Reproduce the lines below verbatim. Pictures are to be omitted.

(Natural-language object grounding data)
════════
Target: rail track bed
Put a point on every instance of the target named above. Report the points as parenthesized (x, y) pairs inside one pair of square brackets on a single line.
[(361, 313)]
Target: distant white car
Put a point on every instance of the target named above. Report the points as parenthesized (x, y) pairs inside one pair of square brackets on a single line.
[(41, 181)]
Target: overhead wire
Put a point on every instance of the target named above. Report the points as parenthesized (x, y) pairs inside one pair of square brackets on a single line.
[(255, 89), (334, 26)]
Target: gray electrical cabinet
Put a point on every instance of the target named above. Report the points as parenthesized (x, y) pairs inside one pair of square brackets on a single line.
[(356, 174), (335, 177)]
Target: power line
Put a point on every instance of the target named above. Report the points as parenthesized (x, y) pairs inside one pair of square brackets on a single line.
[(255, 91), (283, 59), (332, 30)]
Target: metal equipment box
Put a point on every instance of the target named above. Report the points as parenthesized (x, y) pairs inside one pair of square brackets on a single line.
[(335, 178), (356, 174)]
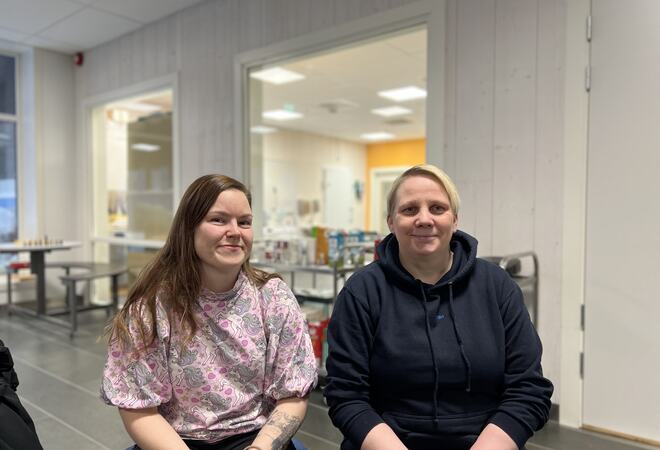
════════
EXERCISE ANSWER:
Target: rail track bed
Put a point on every instance of the target named above. Report the points as parenthesized (x, y) pairs inside one pair of square brackets on a single line.
[(361, 313)]
Target: distant white car
Put a point on every instance of the target named above. Report the points as parenthesized (x, y) pairs inside one pair of square brackets on a single line.
[(41, 181)]
Target: overhead wire
Put a point on every instance of the target named above. Report the points as parenthesized (x, y) pairs inside one pair of square brackets on a single line.
[(255, 89), (334, 26)]
Target: gray electrical cabinet
Put a point on every instance of the target named above. Report the points as parenthesized (x, y) pairs inside one pair of square brackets on a single line.
[(356, 174), (335, 177)]
Target: power line
Put a point on every instance of the target named above. Report the points as parenthesized (x, y) pairs inside one pair of square brackets on a single line.
[(255, 91), (283, 59), (332, 30)]
Target: metal equipment box
Put a point on every instance of the target named above. Report the points as parenthesized (x, y) pairs inside one pair of square brackets on a single line.
[(335, 178), (356, 174)]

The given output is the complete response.